- PROBLEM -
Copy out the records precisely, omitting pictures.

-- Start RECORDED INFORMATION --

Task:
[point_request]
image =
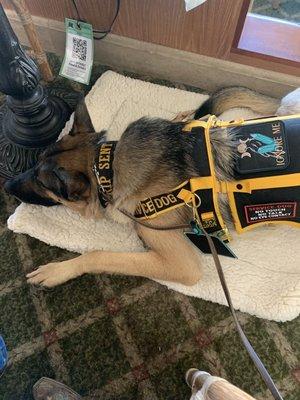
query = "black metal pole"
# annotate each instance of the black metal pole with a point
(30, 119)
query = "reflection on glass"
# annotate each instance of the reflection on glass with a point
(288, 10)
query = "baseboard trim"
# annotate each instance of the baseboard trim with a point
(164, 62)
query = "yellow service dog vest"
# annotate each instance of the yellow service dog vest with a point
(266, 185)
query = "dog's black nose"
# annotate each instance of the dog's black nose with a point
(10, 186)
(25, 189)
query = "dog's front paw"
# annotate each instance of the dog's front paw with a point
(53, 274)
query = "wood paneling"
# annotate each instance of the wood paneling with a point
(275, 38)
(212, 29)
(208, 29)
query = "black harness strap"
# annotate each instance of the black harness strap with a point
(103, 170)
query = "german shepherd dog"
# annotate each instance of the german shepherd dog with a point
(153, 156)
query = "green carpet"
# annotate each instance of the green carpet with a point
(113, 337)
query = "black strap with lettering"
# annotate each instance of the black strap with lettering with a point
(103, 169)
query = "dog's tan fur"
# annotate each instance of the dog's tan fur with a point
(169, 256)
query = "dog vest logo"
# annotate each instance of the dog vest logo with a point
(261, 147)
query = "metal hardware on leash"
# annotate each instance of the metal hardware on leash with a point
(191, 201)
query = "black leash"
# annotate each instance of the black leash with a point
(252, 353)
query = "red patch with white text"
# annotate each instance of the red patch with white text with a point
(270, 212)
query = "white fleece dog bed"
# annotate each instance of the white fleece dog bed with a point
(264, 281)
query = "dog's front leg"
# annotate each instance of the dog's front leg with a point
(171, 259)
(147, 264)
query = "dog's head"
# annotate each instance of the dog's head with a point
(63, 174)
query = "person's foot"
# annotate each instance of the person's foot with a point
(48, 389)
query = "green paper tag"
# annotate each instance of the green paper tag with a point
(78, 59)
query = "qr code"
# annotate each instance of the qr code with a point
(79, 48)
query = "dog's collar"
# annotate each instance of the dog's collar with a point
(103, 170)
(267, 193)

-- End RECORDED INFORMATION --

- WRITTEN SOLUTION -
Task:
[point_request]
image =
query = "black metal pole"
# annotate each instance of the black metal pole with a point
(30, 119)
query = "reflection on glass"
# annotate each instance of the reflection on glass with a point
(288, 10)
query = "baseboard trim"
# annotate each instance of the baseboard trim with a point
(164, 62)
query = "yellow service dog vest"
# annotate each instance of the yellow service dog vest with a point
(266, 185)
query = "dog's black nose"
# annotate each instance of the dog's black nose with a point
(10, 186)
(25, 189)
query = "dog's front paw"
# annotate each instance of the dog's front paw with a point
(53, 274)
query = "wood paneling"
# annotate each instance of the wood paneling with a point
(275, 38)
(212, 29)
(208, 29)
query = "black harness strap"
# annotate each instance of the black harness strap with a point
(103, 170)
query = "german shepherd dog"
# annotate each instance of the german shepherd dog with a point
(153, 156)
query = "green carpet"
# annotate each instance of the green carpet with a point
(113, 337)
query = "black strap with lettering"
# annotate each instance of the black strap with lettering with a point
(103, 169)
query = "dog's tan fur"
# annotate each instance of the dog's tan fur with a point
(169, 256)
query = "dog vest logo"
# annotate each instance of the dog vest logo with a point
(261, 147)
query = "metal hardware on leash"
# annotate each instance of the metal hardware on leash with a point
(191, 201)
query = "black leash"
# annotate each instance of the black leash with a point
(252, 353)
query = "red patch with white text"
# annotate each instance of the red patch with white text with a point
(270, 212)
query = "white fleece dog bed"
# annotate each instance of the white fleece dog bed with a point
(264, 281)
query = "dog's front leg"
# annotate each instance of the dog's front leg with a point
(171, 259)
(147, 264)
query = "dog's head"
# annotate each instance of the dog's head with a point
(63, 174)
query = "person's foot"
# annotate each instance of the person's foot with a point
(48, 389)
query = "green paper tag"
# annotate each instance of the green paper tag with a point
(78, 59)
query = "qr code"
# annotate each instance of the qr code with a point
(79, 48)
query = "dog's collar"
# annotate each instance of the dog's collar with a point
(103, 170)
(267, 193)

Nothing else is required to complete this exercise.